:: What is required ::
Reproduce each line exactly.

(Collected data entries)
.....

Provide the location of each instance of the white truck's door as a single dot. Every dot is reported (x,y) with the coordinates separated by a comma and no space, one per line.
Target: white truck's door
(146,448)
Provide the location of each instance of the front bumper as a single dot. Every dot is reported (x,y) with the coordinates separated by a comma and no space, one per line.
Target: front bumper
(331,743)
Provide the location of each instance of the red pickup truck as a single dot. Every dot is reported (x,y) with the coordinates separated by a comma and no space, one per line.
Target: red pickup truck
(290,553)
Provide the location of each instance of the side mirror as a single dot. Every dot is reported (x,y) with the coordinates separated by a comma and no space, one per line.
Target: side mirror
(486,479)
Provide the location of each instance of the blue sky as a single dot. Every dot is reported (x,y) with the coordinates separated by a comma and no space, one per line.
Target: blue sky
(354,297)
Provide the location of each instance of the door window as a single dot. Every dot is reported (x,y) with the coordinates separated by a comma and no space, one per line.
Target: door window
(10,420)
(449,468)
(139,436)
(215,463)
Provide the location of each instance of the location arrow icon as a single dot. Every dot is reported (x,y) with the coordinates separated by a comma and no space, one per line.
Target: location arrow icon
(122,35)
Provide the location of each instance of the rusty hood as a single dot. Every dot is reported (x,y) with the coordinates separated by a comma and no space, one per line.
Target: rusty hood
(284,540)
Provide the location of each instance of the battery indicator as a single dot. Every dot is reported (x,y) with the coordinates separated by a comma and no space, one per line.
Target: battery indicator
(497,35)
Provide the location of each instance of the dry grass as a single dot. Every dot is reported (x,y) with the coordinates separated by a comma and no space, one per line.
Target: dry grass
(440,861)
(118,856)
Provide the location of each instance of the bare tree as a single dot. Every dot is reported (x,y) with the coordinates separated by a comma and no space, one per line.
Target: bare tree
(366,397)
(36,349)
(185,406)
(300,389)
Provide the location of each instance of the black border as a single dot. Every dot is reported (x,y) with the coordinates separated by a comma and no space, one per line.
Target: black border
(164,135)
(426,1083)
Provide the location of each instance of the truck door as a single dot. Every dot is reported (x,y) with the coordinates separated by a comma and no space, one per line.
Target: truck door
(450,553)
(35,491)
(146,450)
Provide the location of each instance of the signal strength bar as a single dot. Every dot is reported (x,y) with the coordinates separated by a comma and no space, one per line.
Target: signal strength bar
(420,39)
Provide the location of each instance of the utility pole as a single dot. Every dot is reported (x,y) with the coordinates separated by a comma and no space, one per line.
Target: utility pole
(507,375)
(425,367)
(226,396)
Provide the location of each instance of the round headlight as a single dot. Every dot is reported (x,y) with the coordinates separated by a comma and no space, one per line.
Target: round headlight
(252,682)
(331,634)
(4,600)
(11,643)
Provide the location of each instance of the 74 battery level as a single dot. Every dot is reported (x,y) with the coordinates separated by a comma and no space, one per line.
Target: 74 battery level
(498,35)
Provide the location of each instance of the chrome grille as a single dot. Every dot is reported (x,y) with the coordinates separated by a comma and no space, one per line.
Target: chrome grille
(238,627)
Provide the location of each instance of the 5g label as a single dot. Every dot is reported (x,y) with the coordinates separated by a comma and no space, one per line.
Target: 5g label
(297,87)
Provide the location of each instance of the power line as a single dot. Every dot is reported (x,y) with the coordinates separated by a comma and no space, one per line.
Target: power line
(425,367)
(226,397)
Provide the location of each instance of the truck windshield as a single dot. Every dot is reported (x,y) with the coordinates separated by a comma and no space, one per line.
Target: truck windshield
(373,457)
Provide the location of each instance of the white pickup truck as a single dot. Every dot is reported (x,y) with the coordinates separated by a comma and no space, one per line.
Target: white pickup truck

.....

:: Solution below ::
Provide the location of each instance of the white truck's door as a single dot. Every dot is reported (x,y) with the coordinates separated by a comma and no space, one per line.
Target: white truck's door
(146,448)
Provide the location of each instance of the front bumper as a single dot. Every dot is reported (x,y) with the coordinates separated by a comma and no space, one per line.
Target: front bumper
(331,743)
Provide the location of each instance of the red pickup truck as a single dot. Every dot is reported (x,y) with the coordinates separated by a comma and no space, one per line.
Target: red pickup truck
(290,553)
Provide the location of each instance of the side mirror as a single dot. Every dot is reported (x,y) with the coordinates separated by a comma and no space, one per line.
Target: side mirror
(486,479)
Provide the location of each instance of the blue sky as a single dot. Every dot is reported (x,y) with the coordinates separated by a comma and no space, one per line.
Target: blue sky
(354,297)
Provide the location of each instance of the door window as a single dot. Every dot is reported (x,y) with the coordinates separated by a comma and no space, one per line.
Target: door window
(10,420)
(449,468)
(139,436)
(215,463)
Provide the location of each instance of the location arrow icon as a single dot. Every dot is reported (x,y) with the coordinates separated by a comma and no space, one per line.
Target: location arrow icon
(122,35)
Provide the location of each instance of the rusty hood as a single dot. Every dot is reported (x,y) with the coordinates separated by a comma and no space, one per line.
Target: rusty hood
(284,540)
Provide the location of each instance of the battery indicator as a single dot. Every dot is reported (x,y) with the coordinates separated by a comma and no space, one per line.
Target: battery indicator
(497,35)
Provide the location of each instance of the dry grass as a single dot. Every dot is reported (x,y) with the coordinates separated by a comma and no space, one per line.
Target: dry grass
(440,861)
(118,856)
Provide the location of each instance of the bare tree as a single dot. Every dot is reported (x,y) with the coordinates separated by a comma and no space, one per line.
Target: bare tree
(366,397)
(36,349)
(185,406)
(300,389)
Provide the location of each instance of the black border as a single dot. Every dot is reported (x,y) with the coordinates separated by a comma and no space, one per line.
Target: black border
(164,135)
(426,1083)
Provide the location of each instance of the truck door as a single dot. Every dot is reported (x,y) with the coordinates separated by a comma and no space, one per line.
Target: truck door
(450,553)
(35,491)
(146,450)
Provide the location of each instance of the signal strength bar as a single dot. Every dot is reported (x,y) with the coordinates separated by a comma and no space, one per line.
Target: signal strength bar
(420,39)
Provide the location of each instance of the utility pole as a single dot. Every dot is reported (x,y) with the coordinates separated by a comma and no space, one per line.
Target: utility pole
(507,375)
(425,367)
(226,396)
Provide the location of each instance of the round headlight as a single dot. Every dot is reported (x,y) with the coordinates separated by a comma and no space, one per line.
Target: round headlight
(252,682)
(331,634)
(4,600)
(11,643)
Provide the location of each instance of the 74 battery level as a single dot. Every dot is reported (x,y) with the coordinates separated by a comma and no space, one per line.
Target: 74 battery level
(498,35)
Provide the location of each instance of the chrome grille as a single dot. Every dot is reported (x,y) with the coordinates separated by a comma and no space, one per line.
Target: chrome grille
(238,627)
Provide the location of each instance of the 5g label as a single dot. Every dot is reported (x,y) with the coordinates separated by a comma and no space, one per line.
Target: 5g label
(297,87)
Provide the location of each instance of the power line as a single dot. Every dot is reported (x,y) with the coordinates separated by a comma and no space, one per line.
Target: power line
(425,367)
(226,397)
Provide the location of each instance of the truck windshield as a single dot. Every dot is reported (x,y) with the coordinates separated by a comma and no space, one per line.
Target: truck windshield
(373,457)
Provide the location of each instance of the white pickup truck as a single dot. Every dot is reported (x,y) with the coordinates separated by a comma and no space, one per line.
Target: white pickup truck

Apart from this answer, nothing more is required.